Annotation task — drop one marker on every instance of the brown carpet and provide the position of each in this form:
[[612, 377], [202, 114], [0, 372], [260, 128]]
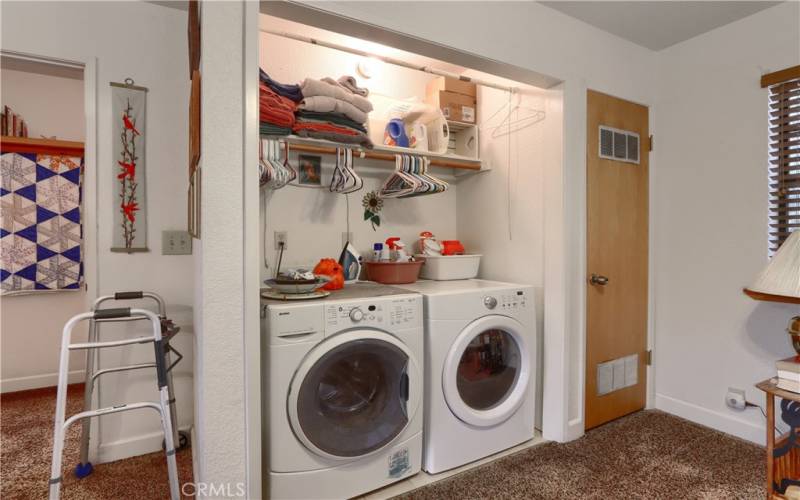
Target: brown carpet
[[26, 430], [649, 454]]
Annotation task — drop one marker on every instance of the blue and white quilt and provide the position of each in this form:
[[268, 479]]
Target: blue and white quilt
[[41, 237]]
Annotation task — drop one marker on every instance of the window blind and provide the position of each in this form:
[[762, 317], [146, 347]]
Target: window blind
[[784, 161]]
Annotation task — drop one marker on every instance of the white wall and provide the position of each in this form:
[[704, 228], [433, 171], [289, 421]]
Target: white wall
[[155, 57], [710, 219], [220, 448], [51, 106]]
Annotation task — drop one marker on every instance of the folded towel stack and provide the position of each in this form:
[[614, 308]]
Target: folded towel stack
[[333, 111], [277, 105]]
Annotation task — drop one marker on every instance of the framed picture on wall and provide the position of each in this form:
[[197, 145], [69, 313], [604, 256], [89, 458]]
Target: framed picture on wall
[[310, 170]]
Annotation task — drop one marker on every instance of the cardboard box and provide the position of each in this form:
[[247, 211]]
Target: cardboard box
[[455, 107], [452, 85]]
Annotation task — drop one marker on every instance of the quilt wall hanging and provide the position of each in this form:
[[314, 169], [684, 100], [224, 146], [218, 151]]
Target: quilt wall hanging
[[128, 107], [41, 237]]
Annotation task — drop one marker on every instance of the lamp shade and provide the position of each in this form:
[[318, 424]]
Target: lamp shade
[[780, 280]]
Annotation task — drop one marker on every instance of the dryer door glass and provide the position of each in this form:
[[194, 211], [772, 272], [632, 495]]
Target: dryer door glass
[[488, 369], [353, 399]]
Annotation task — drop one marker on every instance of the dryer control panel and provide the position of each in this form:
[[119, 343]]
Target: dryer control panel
[[405, 312]]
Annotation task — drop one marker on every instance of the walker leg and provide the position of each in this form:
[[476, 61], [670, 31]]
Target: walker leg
[[61, 409], [172, 463], [171, 392], [84, 467], [166, 417]]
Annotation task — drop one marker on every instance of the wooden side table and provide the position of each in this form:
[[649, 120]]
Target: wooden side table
[[786, 466]]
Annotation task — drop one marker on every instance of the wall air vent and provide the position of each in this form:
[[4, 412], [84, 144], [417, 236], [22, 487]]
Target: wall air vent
[[619, 145]]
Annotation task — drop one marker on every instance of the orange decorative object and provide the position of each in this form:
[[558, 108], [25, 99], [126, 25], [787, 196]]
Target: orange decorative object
[[452, 247], [330, 267]]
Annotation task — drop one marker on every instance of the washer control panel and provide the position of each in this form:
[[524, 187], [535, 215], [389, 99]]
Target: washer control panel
[[389, 313], [506, 300]]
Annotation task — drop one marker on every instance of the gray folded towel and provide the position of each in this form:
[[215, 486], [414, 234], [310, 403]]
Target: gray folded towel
[[314, 88], [349, 82], [327, 104]]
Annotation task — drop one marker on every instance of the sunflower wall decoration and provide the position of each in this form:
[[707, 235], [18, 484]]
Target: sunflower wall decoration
[[372, 205]]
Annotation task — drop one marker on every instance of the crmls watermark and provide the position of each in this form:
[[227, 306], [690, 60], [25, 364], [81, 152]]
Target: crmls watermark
[[214, 490]]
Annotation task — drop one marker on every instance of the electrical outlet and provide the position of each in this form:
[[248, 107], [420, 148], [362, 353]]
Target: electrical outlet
[[347, 237], [281, 237], [176, 243], [735, 399]]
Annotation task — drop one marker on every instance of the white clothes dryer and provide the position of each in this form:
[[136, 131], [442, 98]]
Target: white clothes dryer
[[480, 344]]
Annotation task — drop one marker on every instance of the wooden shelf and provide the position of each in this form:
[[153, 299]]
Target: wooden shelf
[[770, 297], [10, 144], [379, 152]]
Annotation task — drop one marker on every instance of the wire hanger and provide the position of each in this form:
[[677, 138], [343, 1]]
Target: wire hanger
[[507, 125], [345, 180]]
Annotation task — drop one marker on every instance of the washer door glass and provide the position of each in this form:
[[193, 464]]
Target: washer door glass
[[488, 369], [352, 401], [486, 373]]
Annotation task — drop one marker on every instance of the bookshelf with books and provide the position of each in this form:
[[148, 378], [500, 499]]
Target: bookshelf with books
[[12, 124], [788, 374]]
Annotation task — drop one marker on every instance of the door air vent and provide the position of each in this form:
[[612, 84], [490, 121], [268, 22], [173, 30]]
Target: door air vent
[[619, 145]]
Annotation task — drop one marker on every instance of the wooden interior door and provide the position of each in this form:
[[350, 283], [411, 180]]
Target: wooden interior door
[[617, 246]]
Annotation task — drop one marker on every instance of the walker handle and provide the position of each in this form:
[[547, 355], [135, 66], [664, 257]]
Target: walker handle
[[119, 312]]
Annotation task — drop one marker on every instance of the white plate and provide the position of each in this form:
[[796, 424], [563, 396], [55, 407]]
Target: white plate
[[270, 294], [297, 288]]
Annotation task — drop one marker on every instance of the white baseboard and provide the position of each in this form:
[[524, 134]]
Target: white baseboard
[[132, 446], [575, 429], [38, 381], [716, 420]]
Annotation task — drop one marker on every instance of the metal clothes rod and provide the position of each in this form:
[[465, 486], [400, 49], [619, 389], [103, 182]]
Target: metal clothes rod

--------------------------------------------------

TASK STATEMENT >>
Edit all of the items above so that "drop one marker" becomes "place one dot" everywhere, and keep everything else unchanged. Leave the pictures out of your answer.

SOLUTION TO THIS TASK >>
Annotation task — place one dot on every instance of the brown carpet and provide the position of each in this form:
[[612, 377], [202, 114], [0, 372], [260, 128]]
Target: brown carpet
[[26, 430], [649, 454]]
Annotation task — place one dot on every instance of the blue and white quilt and provide the position of each in this form:
[[268, 479]]
Target: blue and white quilt
[[41, 237]]
Annotation task — place one dot on every instance of the window blind and provide the position of each in this form:
[[762, 317], [146, 347]]
Target: window blind
[[784, 161]]
Annotation task — place one dot on every instance of the white wall and provide the position of each in this form:
[[704, 228], [433, 171], [289, 421]]
Target: white wall
[[155, 57], [710, 219], [220, 448], [51, 106]]
Annotation task — place one dot on every instance of the folded towel stack and provide the position of each in this form:
[[614, 308]]
Target: folded towel stack
[[333, 111], [277, 105]]
Annotation task — place one dot on every instance of the framed picture on wall and provide the position of each in this form:
[[197, 145], [69, 313], [604, 256], [89, 458]]
Target: framed picture on wall
[[310, 170]]
Annotation task — place one dot on every instance of the cardboard box and provide the position of each in this form:
[[247, 211]]
Target: cardboard box
[[455, 107], [452, 85]]
Annotation task — place one dot on every instance of the quilt wall hanging and provide the position of each in this form:
[[314, 169], [684, 100], [224, 146], [218, 151]]
Target: quilt wall hanging
[[128, 107], [41, 237]]
Annotation task — place one dot on every instance of the lamp shade and provide the position of each in this form:
[[318, 424]]
Target: lamp shade
[[780, 280]]
Annotation task — place one dot on every instance of the dryer door glass and provide the position of each in this form:
[[194, 211], [772, 272], [632, 495]]
Target: dryer door glass
[[488, 369], [353, 399]]
Annotation task — place one dot on every instance of the dryer control panel and provide the position of each in this form:
[[119, 343]]
Target: dryer control panel
[[405, 312]]
Annotation task — place one dot on every instance of the walker leg and provide the position of each in this form:
[[476, 61], [670, 31]]
Target: walker leg
[[61, 409], [172, 463], [171, 392], [84, 467], [166, 417]]
Annotation task — place one dot on every instance of the wooden side table and provide the position of each in this form:
[[649, 120]]
Target: wooden side table
[[786, 466]]
Annotation task — place one dot on every instance of the wall air vent and provide the position of each in this form:
[[4, 412], [84, 144], [417, 236], [22, 487]]
Target: wall air vent
[[619, 145]]
Annotation task — place one dot on every instance of the orange decorative object and provide the position of each in this form:
[[558, 108], [25, 99], [126, 25], [787, 196]]
Target: orange decorative object
[[452, 247], [330, 267]]
Annotation task — place one dot on every instance of the washer control panel and provide the position of each in this form:
[[524, 187], [535, 215], [389, 99]]
Target: washer control panel
[[389, 313], [506, 300]]
Annotation task — place one dot on every instance of the gray folded towel and provide the position of each in this form:
[[215, 486], [414, 234], [310, 403]]
Target: gray folded towel
[[314, 88], [349, 82], [327, 104]]
Annotation task — place one dot on every instance of the sunflower wall decoration and provide the position of each in this form:
[[707, 235], [18, 484]]
Target: sunflower wall decoration
[[372, 205]]
Annotation task — place one dot on every instance of the crmls watermark and provide the position of each in this form:
[[227, 306], [690, 60], [25, 364], [81, 152]]
Target: crmls watermark
[[214, 490]]
Annotation task — place one dot on every instance of the electrical outlet and provide the position of each in this form:
[[248, 107], [420, 148], [362, 353]]
Target: electrical outlet
[[347, 237], [281, 237], [176, 243], [735, 399]]
Annotation task — place one dot on every instance of the white clothes dryer and provide the position of each in this form:
[[136, 131], [442, 98]]
Target: white clothes dryer
[[480, 344]]
Annotation task — place one dot on every instance of the wooden shelf and provide the position of each in this form:
[[153, 299]]
Target: wooden shelf
[[770, 297], [10, 144], [379, 152]]
Annotation task — place one dot on every instance of the wire hanger and provide the position of each in this form:
[[677, 138], [343, 1]]
Target: wire hanger
[[507, 125], [345, 180]]
Annotation task — place one dot on every instance of the washer door glass and provide the position of each in this form:
[[193, 464]]
Target: washer door glass
[[488, 369], [352, 401], [486, 373]]
Annotation task — place one dot on every instance of the bookshelf with books and provide the position of each in this form:
[[148, 378], [500, 499]]
Target: bookshelf with books
[[12, 124], [788, 374]]
Annotation task — place one dot on every instance of the door air vent and provide the position of each in this form:
[[612, 84], [490, 121], [268, 22], [173, 30]]
Target: door air vent
[[619, 145]]
Annotation task — place one dot on every instance of the wooden interior door and provide the position of each in this form:
[[350, 283], [411, 180]]
Target: wooden interior door
[[617, 246]]
Annotation task — place one dot on every instance of the walker handle and provide the position of each in this form:
[[547, 355], [135, 66], [664, 257]]
Target: walker handle
[[119, 312]]
Annotation task — place one dot on every instance of the white plate and provide the position of each in this form:
[[796, 424], [563, 396], [55, 407]]
Target: white plate
[[270, 294], [297, 288]]
Annotation task — place one dot on every instance of the white baseboard and provide the position of each in this form:
[[524, 134]]
Target: white baseboard
[[132, 446], [575, 429], [38, 381], [716, 420]]
Annotation task — place one dot on every instance of the metal clothes rod and provide the position of each in this form:
[[465, 486], [400, 49], [619, 389], [103, 182]]
Target: metal clothes rod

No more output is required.